NAT issues with multi-WAN
-
I did say that servers were on my LAN, and they are. There are also servers that are on the same network as the OPT1 interface, with public IPs assigned directly to them, and they communicate with the internet without going through this pfSense box at all.
This is in a data center, and we have lots of servers, so there's a lot going on that has nothing to do with this setup that is left out, so it might seem like this configuration is smaller than it is.
I do indeed have advanced outbound NAT setup so that the LAN traffic is NATed through both WAN and OPT1. This works just fine.
To reiterate what I'm trying to do:
The servers on this pfSense's LAN interface use this box as a gateway. The purpose is so that I forward ports from my fast cable modem connection AND from the slower but more reliable T1 connection to the same LAN IP.
This already works completely on the WAN (cable modem interface).
----
* _TASK 1_:
Report every line of the records that contains the word "positive".

* _RECORDS FOR THIS TASK_:
----
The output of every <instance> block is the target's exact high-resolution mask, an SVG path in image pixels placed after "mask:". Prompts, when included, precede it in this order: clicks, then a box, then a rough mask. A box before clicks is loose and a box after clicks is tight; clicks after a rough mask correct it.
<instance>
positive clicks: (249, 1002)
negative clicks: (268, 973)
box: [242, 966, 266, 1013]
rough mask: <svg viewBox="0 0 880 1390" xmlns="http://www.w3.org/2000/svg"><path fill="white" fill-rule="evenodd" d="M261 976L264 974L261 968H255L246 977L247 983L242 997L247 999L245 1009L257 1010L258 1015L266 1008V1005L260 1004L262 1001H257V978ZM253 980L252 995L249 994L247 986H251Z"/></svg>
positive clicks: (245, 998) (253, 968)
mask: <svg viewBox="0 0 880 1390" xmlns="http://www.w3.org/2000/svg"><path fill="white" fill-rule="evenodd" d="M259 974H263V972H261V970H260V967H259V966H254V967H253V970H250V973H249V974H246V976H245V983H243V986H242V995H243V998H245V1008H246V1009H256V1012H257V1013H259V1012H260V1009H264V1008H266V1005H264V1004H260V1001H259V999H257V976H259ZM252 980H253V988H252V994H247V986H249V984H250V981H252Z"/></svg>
----
* _TASK 2_:
In the post on NAT issues with multi-WAN, which interface is the cable modem connection?

* _OUTPUT 1_:
positive clicks: (249, 1002)
positive clicks: (245, 998) (253, 968)

* _OUTPUT 2_:
The WAN interface.